### TASK OBJECTIVE:
Quote the piece on websites that sell PC games, starting with "You probably haven’t" and going on through "Dune and Civilization?".

### SOURCE DOCUMENT:
You probably haven’t given much thought to the websites where you buy your PC games. You find a game, pay the money, and activate it on Steam. For all intents and purposes, they’re bundles of code sitting on vast repositories of lovely video-game keys, unlocked by a passcode that just happens to be your card number.
But say we forced you to think about the websites that sell you these games, and the people who run them, what do you envision? Savvy companies who see video-games as yet-another means of filling up their vaults? Men in suits looking intently at the peaks and troughs of a chart on a whiteboard?
Or how about a guy who spent his teenage years building empires and bombing bases in classic strategy games like Red Alert, Dune and Civilization?

### DATA FOR REVIEW:
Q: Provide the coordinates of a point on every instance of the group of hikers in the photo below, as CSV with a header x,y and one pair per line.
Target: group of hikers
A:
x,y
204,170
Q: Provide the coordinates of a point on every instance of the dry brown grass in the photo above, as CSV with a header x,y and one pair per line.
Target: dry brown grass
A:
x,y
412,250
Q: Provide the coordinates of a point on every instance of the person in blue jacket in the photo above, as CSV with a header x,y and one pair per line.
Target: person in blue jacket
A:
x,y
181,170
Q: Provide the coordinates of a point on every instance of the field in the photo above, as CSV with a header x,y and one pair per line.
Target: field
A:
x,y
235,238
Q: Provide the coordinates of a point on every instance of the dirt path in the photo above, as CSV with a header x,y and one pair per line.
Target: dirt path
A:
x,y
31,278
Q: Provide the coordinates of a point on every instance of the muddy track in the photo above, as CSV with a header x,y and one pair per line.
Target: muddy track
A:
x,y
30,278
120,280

---

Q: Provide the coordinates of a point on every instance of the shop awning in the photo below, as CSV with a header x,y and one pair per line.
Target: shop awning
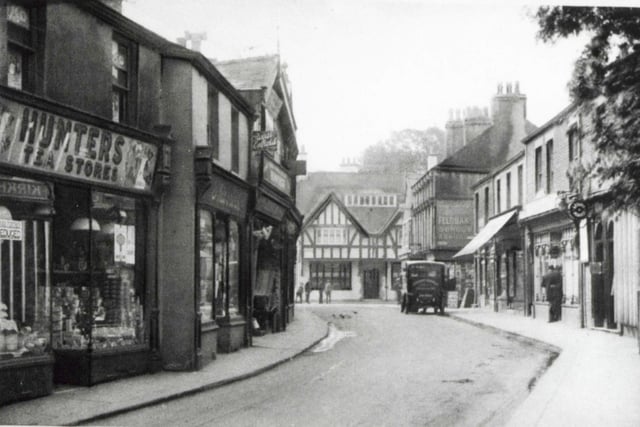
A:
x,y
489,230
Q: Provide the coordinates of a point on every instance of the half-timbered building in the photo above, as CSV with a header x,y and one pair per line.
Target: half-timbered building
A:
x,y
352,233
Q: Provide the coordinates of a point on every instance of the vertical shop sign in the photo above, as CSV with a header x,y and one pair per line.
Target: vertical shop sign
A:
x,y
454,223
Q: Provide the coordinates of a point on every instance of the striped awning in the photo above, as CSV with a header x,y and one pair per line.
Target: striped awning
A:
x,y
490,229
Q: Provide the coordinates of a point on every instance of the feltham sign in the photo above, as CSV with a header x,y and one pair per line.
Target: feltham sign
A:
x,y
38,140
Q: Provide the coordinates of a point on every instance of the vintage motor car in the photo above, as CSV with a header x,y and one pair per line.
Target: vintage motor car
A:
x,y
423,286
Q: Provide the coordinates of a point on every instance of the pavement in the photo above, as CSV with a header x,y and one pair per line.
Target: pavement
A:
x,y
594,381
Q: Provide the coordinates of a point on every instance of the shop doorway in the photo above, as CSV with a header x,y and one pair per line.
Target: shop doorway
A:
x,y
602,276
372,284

### ANSWER BOX:
You probably haven’t given much thought to the websites where you buy your PC games. You find a game, pay the money, and activate it on Steam. For all intents and purposes, they’re bundles of code sitting on vast repositories of lovely video-game keys, unlocked by a passcode that just happens to be your card number.
But say we forced you to think about the websites that sell you these games, and the people who run them, what do you envision? Savvy companies who see video-games as yet-another means of filling up their vaults? Men in suits looking intently at the peaks and troughs of a chart on a whiteboard?
Or how about a guy who spent his teenage years building empires and bombing bases in classic strategy games like Red Alert, Dune and Civilization?